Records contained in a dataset
=== Section Start ===
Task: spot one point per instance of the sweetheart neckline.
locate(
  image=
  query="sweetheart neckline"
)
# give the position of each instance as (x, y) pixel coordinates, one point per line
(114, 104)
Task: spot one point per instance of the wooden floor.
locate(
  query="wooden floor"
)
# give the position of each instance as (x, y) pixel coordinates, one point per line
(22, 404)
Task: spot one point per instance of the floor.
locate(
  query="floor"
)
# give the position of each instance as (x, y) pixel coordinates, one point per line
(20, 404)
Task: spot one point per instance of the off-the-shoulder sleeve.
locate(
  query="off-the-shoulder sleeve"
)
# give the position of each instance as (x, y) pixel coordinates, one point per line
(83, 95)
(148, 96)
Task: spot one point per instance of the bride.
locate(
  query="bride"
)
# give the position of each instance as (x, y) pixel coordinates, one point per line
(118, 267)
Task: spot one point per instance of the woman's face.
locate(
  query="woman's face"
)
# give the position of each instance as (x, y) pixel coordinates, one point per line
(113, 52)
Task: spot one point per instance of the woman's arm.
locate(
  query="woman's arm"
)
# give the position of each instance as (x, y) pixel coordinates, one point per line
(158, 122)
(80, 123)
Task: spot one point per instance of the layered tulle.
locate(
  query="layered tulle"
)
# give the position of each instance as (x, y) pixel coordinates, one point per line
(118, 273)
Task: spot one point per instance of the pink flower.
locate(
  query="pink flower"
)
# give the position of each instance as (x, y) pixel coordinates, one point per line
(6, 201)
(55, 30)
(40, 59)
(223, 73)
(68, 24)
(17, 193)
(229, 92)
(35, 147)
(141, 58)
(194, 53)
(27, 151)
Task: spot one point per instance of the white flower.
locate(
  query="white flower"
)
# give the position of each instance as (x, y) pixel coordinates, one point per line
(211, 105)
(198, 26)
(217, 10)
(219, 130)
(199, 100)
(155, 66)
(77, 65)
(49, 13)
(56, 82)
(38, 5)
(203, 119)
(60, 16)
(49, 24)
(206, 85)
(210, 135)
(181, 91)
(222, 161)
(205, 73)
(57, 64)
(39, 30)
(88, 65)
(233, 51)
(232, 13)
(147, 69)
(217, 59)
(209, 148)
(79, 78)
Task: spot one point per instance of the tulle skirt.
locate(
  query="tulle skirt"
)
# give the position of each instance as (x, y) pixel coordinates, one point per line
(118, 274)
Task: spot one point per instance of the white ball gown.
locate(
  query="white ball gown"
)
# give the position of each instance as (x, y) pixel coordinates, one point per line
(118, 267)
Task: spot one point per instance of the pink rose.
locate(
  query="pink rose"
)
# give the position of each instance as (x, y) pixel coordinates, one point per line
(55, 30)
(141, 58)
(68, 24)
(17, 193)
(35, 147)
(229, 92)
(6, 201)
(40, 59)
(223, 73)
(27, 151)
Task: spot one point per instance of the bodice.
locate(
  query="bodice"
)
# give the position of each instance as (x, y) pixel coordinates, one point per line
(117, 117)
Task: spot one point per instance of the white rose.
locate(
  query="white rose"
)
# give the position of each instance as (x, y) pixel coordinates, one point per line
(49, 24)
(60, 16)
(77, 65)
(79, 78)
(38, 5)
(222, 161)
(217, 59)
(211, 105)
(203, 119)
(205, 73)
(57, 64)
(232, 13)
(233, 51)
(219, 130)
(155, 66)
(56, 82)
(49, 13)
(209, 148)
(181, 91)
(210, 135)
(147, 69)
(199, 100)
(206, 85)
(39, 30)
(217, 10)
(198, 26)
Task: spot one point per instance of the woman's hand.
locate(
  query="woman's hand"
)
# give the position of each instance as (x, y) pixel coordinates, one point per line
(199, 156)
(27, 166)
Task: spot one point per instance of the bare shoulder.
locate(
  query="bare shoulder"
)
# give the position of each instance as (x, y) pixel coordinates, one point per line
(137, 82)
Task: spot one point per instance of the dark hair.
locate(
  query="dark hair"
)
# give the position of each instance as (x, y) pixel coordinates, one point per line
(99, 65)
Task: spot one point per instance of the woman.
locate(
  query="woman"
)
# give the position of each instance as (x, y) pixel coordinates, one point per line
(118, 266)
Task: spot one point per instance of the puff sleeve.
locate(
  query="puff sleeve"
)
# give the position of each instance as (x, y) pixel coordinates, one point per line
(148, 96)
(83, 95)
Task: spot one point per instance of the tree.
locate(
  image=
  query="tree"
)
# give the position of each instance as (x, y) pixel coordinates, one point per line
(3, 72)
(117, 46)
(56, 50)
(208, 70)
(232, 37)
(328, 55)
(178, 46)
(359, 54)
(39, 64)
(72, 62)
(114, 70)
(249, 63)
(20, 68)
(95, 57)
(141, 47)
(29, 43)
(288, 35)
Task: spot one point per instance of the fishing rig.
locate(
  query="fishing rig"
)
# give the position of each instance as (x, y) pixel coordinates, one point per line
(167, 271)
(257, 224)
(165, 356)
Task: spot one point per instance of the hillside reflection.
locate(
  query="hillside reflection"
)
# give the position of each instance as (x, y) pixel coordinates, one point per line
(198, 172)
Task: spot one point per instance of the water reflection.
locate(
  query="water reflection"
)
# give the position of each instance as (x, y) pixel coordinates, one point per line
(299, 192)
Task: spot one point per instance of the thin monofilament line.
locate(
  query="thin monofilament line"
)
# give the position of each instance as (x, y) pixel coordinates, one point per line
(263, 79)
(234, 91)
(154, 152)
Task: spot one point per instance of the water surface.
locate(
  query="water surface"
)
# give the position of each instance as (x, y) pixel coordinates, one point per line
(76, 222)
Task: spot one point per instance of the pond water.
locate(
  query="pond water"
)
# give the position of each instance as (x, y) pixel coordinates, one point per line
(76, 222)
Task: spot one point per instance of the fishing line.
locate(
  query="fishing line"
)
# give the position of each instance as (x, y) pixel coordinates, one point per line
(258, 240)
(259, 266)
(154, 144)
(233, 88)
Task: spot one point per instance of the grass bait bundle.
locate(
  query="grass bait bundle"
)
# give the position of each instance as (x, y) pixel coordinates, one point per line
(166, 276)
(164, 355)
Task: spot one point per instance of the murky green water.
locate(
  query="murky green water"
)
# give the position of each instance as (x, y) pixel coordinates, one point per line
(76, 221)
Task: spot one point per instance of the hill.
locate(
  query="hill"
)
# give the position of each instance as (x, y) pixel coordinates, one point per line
=== Section End ===
Task details: For each line of the entries that holds the word "hair", pull that line out.

Solution to this problem:
Task: spot one point per instance of the dark hair.
  query="dark hair"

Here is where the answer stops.